### PROBLEM TO WORK ON
Rewrite the lines below as a Markdown table with the columns "Row" and "Line," numbering each row and skipping blank lines. Leave the pictures out.

### LISTED ENTRIES
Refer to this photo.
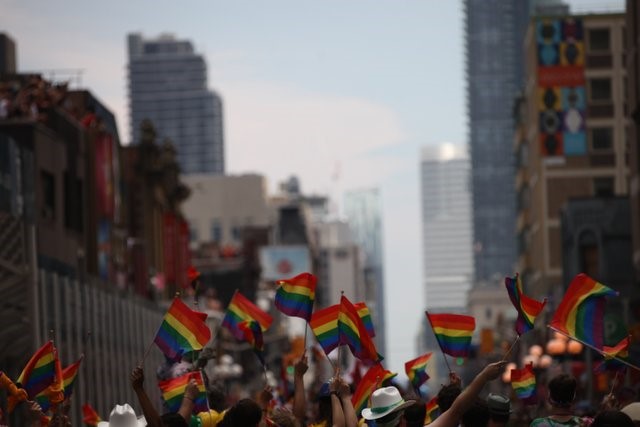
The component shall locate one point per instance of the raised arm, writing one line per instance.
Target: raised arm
(464, 401)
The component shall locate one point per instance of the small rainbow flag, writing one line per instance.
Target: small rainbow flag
(432, 411)
(182, 330)
(416, 370)
(352, 332)
(253, 335)
(173, 392)
(580, 314)
(528, 308)
(295, 296)
(89, 415)
(373, 379)
(523, 382)
(453, 332)
(239, 309)
(324, 324)
(69, 375)
(40, 371)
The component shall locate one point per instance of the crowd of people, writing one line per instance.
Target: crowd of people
(331, 406)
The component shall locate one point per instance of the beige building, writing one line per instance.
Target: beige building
(570, 140)
(220, 206)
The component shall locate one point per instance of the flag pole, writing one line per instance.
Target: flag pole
(594, 348)
(439, 345)
(504, 358)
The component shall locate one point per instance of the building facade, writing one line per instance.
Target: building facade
(446, 228)
(168, 86)
(494, 33)
(570, 142)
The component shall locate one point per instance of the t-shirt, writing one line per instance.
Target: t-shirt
(550, 422)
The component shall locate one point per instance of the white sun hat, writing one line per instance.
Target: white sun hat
(123, 416)
(385, 401)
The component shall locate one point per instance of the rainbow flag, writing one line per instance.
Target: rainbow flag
(173, 392)
(253, 335)
(69, 375)
(580, 314)
(453, 332)
(295, 296)
(416, 370)
(523, 382)
(324, 324)
(528, 308)
(89, 415)
(432, 412)
(40, 371)
(352, 332)
(182, 330)
(239, 309)
(373, 379)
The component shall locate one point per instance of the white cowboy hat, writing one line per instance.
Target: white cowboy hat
(123, 416)
(385, 401)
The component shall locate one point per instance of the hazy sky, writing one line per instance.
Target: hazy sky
(349, 89)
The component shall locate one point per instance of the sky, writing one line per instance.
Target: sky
(341, 93)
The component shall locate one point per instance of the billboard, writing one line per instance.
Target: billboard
(561, 87)
(280, 262)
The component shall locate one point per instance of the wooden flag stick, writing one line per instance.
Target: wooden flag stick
(594, 348)
(506, 355)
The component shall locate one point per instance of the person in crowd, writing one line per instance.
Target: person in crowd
(387, 406)
(562, 394)
(499, 410)
(612, 419)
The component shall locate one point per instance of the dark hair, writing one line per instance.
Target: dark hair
(447, 394)
(173, 420)
(477, 415)
(414, 414)
(245, 413)
(612, 419)
(562, 390)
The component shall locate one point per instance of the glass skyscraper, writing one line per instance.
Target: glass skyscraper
(168, 85)
(446, 228)
(495, 32)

### ANSWER
| Row | Line |
|---|---|
| 1 | Refer to this photo. |
| 2 | The component shall locate one point per instance of the raised arm, writing one line per instance. |
| 3 | Target: raised arm |
| 4 | (464, 401) |
| 5 | The component shall locate one point per instance of the small rainbow flag, writing one line per instance. |
| 6 | Target: small rainbow flag |
| 7 | (432, 411) |
| 8 | (182, 330) |
| 9 | (416, 370) |
| 10 | (352, 332) |
| 11 | (253, 335) |
| 12 | (173, 392) |
| 13 | (580, 314) |
| 14 | (528, 308) |
| 15 | (295, 296) |
| 16 | (89, 415) |
| 17 | (373, 379) |
| 18 | (523, 382) |
| 19 | (453, 332) |
| 20 | (239, 309) |
| 21 | (324, 324) |
| 22 | (69, 375) |
| 23 | (40, 371) |
| 24 | The component shall locate one point per instance of the crowd of people, writing one line per instance. |
| 25 | Target: crowd of people |
| 26 | (331, 406) |
| 27 | The component shall locate one point per instance of the beige building, writing one line per instance. |
| 28 | Target: beige building |
| 29 | (570, 140) |
| 30 | (220, 206) |
| 31 | The component shall locate one point per instance of the flag pole, writing one line per instance. |
| 32 | Target: flag pole |
| 33 | (594, 348) |
| 34 | (439, 345) |
| 35 | (504, 358) |
| 36 | The component shall locate one point per instance of the building facade, writing one line per instance. |
| 37 | Target: building facade |
| 38 | (446, 228) |
| 39 | (168, 86) |
| 40 | (494, 33) |
| 41 | (570, 142) |
| 42 | The component shall locate one point per instance of the t-shirt, writing one line per instance. |
| 43 | Target: t-shirt |
| 44 | (550, 422) |
| 45 | The component shall locate one point per instance of the white sun hat, writing one line per instance. |
| 46 | Target: white sun hat |
| 47 | (123, 416) |
| 48 | (385, 401) |
| 49 | The component shall locate one point per instance of the rainbow flag, writing one line per instance. |
| 50 | Target: rainbow flag |
| 51 | (173, 392) |
| 52 | (253, 335) |
| 53 | (69, 375) |
| 54 | (580, 314) |
| 55 | (453, 332) |
| 56 | (295, 296) |
| 57 | (416, 370) |
| 58 | (523, 382) |
| 59 | (324, 324) |
| 60 | (528, 308) |
| 61 | (89, 415) |
| 62 | (432, 412) |
| 63 | (40, 371) |
| 64 | (352, 332) |
| 65 | (182, 330) |
| 66 | (239, 309) |
| 67 | (373, 379) |
| 68 | The component shall locate one point per instance of the white cowboy hat, writing one line per instance. |
| 69 | Target: white cowboy hat |
| 70 | (123, 416) |
| 71 | (385, 401) |
| 72 | The component shall locate one point per instance of the hazy sky, writing one line per instance. |
| 73 | Target: hazy sky |
| 74 | (349, 89) |
| 75 | The component shall locate one point per instance of the sky, writing one line per instance. |
| 76 | Target: sky |
| 77 | (341, 93) |
| 78 | The component shall locate one point per instance of the billboard, writing one line per instance. |
| 79 | Target: billboard |
| 80 | (561, 87) |
| 81 | (280, 262) |
| 82 | The component shall locate one point per instance of the wooden flag stick, writing one line per instance. |
| 83 | Target: wooden flag stick |
| 84 | (594, 348) |
| 85 | (506, 355) |
| 86 | The component shall locate one point per instance of the person in crowd, writing one line per instance. |
| 87 | Target: person in crowd |
| 88 | (387, 406) |
| 89 | (562, 394) |
| 90 | (499, 410) |
| 91 | (612, 419) |
| 92 | The component shall locate one point per instance of the dark hair, writing one line per instance. |
| 93 | Target: dark hair |
| 94 | (447, 394) |
| 95 | (173, 420) |
| 96 | (477, 415) |
| 97 | (414, 414) |
| 98 | (245, 413) |
| 99 | (612, 419) |
| 100 | (562, 390) |
| 101 | The component shall locate one point per instance of the glass skyscraper, writing one line per instance. |
| 102 | Target: glass skyscraper |
| 103 | (168, 85) |
| 104 | (446, 228) |
| 105 | (495, 32) |